**How to complete this task:** Copy out the entire listing, keeping each line exactly as it is.

**Entries provided:**
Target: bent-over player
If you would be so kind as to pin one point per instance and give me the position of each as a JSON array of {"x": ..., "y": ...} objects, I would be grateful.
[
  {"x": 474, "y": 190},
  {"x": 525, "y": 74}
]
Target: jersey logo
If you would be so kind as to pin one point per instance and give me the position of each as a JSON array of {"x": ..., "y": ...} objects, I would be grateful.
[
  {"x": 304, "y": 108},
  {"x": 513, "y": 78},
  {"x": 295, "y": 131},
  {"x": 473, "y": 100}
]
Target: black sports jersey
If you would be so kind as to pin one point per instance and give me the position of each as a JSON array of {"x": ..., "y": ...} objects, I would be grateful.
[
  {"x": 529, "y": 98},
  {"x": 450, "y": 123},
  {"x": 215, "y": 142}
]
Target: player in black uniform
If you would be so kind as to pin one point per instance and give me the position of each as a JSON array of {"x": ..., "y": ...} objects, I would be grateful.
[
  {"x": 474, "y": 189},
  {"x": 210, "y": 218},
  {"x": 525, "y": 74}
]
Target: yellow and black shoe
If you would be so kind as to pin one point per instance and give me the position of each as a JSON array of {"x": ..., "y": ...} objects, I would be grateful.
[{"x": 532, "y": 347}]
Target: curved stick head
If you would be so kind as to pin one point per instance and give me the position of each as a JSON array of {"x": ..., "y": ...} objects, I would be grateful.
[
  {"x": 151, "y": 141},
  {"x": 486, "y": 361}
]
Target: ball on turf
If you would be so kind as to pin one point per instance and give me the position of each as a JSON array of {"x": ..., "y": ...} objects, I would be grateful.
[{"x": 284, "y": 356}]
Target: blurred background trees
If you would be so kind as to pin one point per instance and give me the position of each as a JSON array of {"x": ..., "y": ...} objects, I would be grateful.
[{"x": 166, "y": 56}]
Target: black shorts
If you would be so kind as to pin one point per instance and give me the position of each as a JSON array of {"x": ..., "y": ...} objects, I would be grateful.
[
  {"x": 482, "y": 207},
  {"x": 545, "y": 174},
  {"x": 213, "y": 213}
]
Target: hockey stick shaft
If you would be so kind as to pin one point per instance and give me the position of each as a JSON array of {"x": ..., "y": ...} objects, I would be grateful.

**Response to the exercise:**
Target: bent-over player
If you would be so kind as to pin one point per instance and give me the position of each as a JSON array of {"x": ..., "y": ...} objects, I would be grateful.
[
  {"x": 474, "y": 190},
  {"x": 525, "y": 74}
]
Target: jersey logo
If you would be so kind as to pin one point per instance and give me the position of each as a JSON array of {"x": ..., "y": ...} objects, I would be grateful.
[
  {"x": 304, "y": 108},
  {"x": 513, "y": 78},
  {"x": 295, "y": 131},
  {"x": 473, "y": 100}
]
Target: black sports jersey
If you would be so kind as to pin one point per instance and give me the position of each as a JSON array of {"x": ..., "y": ...} objects, I would be grateful.
[
  {"x": 529, "y": 98},
  {"x": 450, "y": 123},
  {"x": 215, "y": 142}
]
Target: player in black uniform
If you would be so kind as to pin one point per instance and give me the position of each as a JSON array of {"x": ..., "y": ...} objects, I would be grateful.
[
  {"x": 474, "y": 189},
  {"x": 210, "y": 218},
  {"x": 525, "y": 74}
]
Target: yellow and black shoe
If you would be so kind as to pin one point per instance and give me the position of each as a JSON array of {"x": ..., "y": ...} objects, I would be grateful.
[{"x": 532, "y": 347}]
Target: curved stick head
If you would be so kind as to pin one point per instance and give me the position of each as a JSON array of {"x": ..., "y": ...} objects, I would be grateful.
[
  {"x": 151, "y": 141},
  {"x": 486, "y": 361}
]
Target: ball on turf
If you would be so kind as to pin one point per instance and give me the position of each as a JSON array of {"x": ..., "y": ...} objects, I would be grateful.
[{"x": 284, "y": 356}]
Target: blurred background trees
If you would be so kind as to pin one point per instance and give me the position of each as a JSON array of {"x": ..., "y": ...} objects, I would be grateful.
[{"x": 166, "y": 56}]
Target: black shorts
If you would be so kind as to pin one point per instance and give me the position of each as a JSON array of {"x": ..., "y": ...} objects, I would be grateful.
[
  {"x": 482, "y": 207},
  {"x": 545, "y": 174},
  {"x": 213, "y": 213}
]
Target: hockey stick shaft
If you would be so kind as to pin one point per instance and give me the position of each as a JSON array of {"x": ..., "y": ...} objects, I would be grateful.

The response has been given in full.